— WHAT THIS TASK INVOLVES —
For this exercise, retype all the data exactly and exclude every image.
═══
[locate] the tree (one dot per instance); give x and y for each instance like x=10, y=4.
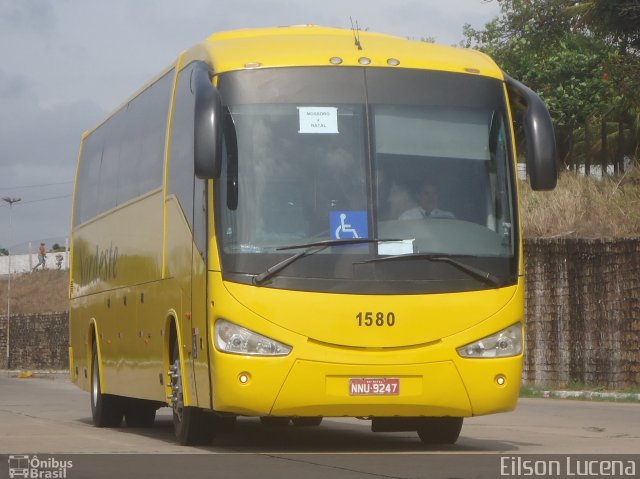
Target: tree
x=585, y=78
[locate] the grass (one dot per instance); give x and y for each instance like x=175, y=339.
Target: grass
x=37, y=292
x=581, y=393
x=583, y=207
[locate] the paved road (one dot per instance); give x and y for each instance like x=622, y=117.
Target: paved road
x=51, y=418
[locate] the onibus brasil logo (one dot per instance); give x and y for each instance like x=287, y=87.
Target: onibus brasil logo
x=36, y=468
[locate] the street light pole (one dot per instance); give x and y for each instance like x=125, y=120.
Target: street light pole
x=11, y=201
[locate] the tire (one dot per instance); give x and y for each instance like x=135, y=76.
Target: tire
x=310, y=421
x=139, y=413
x=275, y=421
x=439, y=430
x=106, y=410
x=192, y=426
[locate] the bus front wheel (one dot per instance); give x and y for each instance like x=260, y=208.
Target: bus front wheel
x=440, y=430
x=192, y=426
x=106, y=410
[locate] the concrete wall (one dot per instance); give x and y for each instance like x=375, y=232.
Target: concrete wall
x=36, y=341
x=583, y=312
x=582, y=318
x=23, y=263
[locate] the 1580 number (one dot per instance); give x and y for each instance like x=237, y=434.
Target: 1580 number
x=376, y=319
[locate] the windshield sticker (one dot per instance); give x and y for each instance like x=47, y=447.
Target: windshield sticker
x=395, y=248
x=348, y=224
x=315, y=119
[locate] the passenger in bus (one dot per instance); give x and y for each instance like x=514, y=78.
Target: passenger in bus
x=427, y=207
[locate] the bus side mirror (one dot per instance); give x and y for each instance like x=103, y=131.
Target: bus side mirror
x=540, y=138
x=207, y=124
═══
— ANSWER BOX —
[locate] the tree (one dot per instance); give x and y for each instance like x=10, y=4.
Target: tree
x=585, y=78
[locate] the grass (one dot per instance); give x and y for each instance like x=175, y=339.
Target: grass
x=37, y=292
x=581, y=393
x=583, y=207
[locate] the paved road (one dot per instance); give x and y for each instance like x=622, y=117.
Target: paved road
x=51, y=418
[locate] the onibus brasil logo (one dot per instance); give x and y for each instance like x=287, y=87.
Target: onibus brasil logo
x=36, y=468
[locate] the street light pole (one dot per instance); give x and y for each instance like x=125, y=120.
Target: street light pole
x=11, y=201
[locate] the tire (one dot per instance); give x and y for each instance like x=135, y=76.
Target: tire
x=310, y=421
x=139, y=413
x=275, y=421
x=439, y=430
x=106, y=410
x=192, y=426
[locate] the bus front wheel (one dot per instance); give x and y for each instance like x=260, y=208.
Target: bus front wheel
x=440, y=430
x=192, y=426
x=106, y=410
[locate] the concrete wall (one dot per instance); give x and y for each instance like x=375, y=232.
Target: concrete wall
x=36, y=341
x=583, y=312
x=582, y=318
x=23, y=263
[locate] the 1580 number (one dot per instance); give x and y for each instance like x=237, y=434.
Target: 1580 number
x=376, y=319
[locate] the windshield sticker (one dot per instance); give x and y for each instance like x=47, y=447.
Target: windshield sticker
x=395, y=248
x=348, y=224
x=315, y=119
[locate] the passenger in bus (one dot per instance); give x and y for each instance like x=514, y=78.
Target: passenger in bus
x=427, y=207
[locate] the bus side mirror (one dot per instance); give x and y for each instance like x=103, y=131.
Target: bus side mirror
x=540, y=138
x=207, y=124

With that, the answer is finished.